→ Description of the task
Please copy the listing below exactly as it appears, leaving out the pictures.

→ Source data
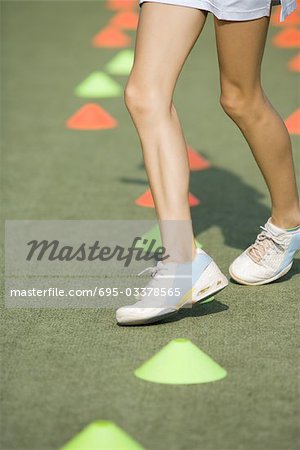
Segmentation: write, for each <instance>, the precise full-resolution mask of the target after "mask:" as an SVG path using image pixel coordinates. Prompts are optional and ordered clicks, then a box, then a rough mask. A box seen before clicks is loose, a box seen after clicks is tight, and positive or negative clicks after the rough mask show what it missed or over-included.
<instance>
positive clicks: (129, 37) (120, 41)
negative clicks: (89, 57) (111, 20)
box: [92, 26, 131, 48]
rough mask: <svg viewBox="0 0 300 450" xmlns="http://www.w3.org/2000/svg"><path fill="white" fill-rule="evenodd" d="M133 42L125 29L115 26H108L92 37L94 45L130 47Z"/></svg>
mask: <svg viewBox="0 0 300 450" xmlns="http://www.w3.org/2000/svg"><path fill="white" fill-rule="evenodd" d="M130 44H131V38H130V36H128V35H127V34H125V33H123V31H121V30H118V29H117V28H115V27H113V26H107V27H105V28H104V29H103V30H101V31H100V32H99V33H98V34H96V36H94V37H93V39H92V45H93V46H94V47H112V48H116V47H128V46H129V45H130Z"/></svg>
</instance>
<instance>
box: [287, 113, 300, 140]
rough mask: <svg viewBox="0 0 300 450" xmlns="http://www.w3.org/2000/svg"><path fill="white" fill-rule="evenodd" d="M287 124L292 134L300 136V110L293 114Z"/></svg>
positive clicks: (287, 118)
mask: <svg viewBox="0 0 300 450" xmlns="http://www.w3.org/2000/svg"><path fill="white" fill-rule="evenodd" d="M285 124H286V127H287V129H288V131H289V133H290V134H300V109H297V111H295V112H294V113H293V114H291V115H290V116H289V117H288V118H287V119H286V120H285Z"/></svg>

→ Response to this task
Segmentation: write, for each <instance>, the precise full-resolution mask of the target after "mask:" as an SVG path using image pixel coordinates. Prompts are optional and ordered clicks, then a box, then a rough mask. A box seen before clicks is loose, a box seen after clicks is tight, and positive or negative clicks after the rough mask show what it missed or over-included.
<instance>
positive clicks: (129, 37) (120, 41)
negative clicks: (89, 57) (111, 20)
box: [92, 26, 131, 48]
rough mask: <svg viewBox="0 0 300 450" xmlns="http://www.w3.org/2000/svg"><path fill="white" fill-rule="evenodd" d="M133 42L125 29L115 26H108L92 37L94 45L130 47Z"/></svg>
mask: <svg viewBox="0 0 300 450" xmlns="http://www.w3.org/2000/svg"><path fill="white" fill-rule="evenodd" d="M130 44H131V38H130V36H128V35H127V34H125V33H123V31H121V30H118V29H117V28H115V27H113V26H107V27H105V28H104V29H103V30H101V31H100V32H99V33H98V34H96V36H94V37H93V39H92V45H93V46H94V47H112V48H116V47H128V46H129V45H130Z"/></svg>
</instance>
<instance>
box: [287, 113, 300, 140]
rough mask: <svg viewBox="0 0 300 450" xmlns="http://www.w3.org/2000/svg"><path fill="white" fill-rule="evenodd" d="M287 124L292 134L300 136V110L293 114Z"/></svg>
positive clicks: (287, 118)
mask: <svg viewBox="0 0 300 450" xmlns="http://www.w3.org/2000/svg"><path fill="white" fill-rule="evenodd" d="M285 124H286V127H287V129H288V131H289V133H290V134H300V109H297V111H295V112H294V113H293V114H291V115H290V116H289V117H288V118H287V119H286V120H285Z"/></svg>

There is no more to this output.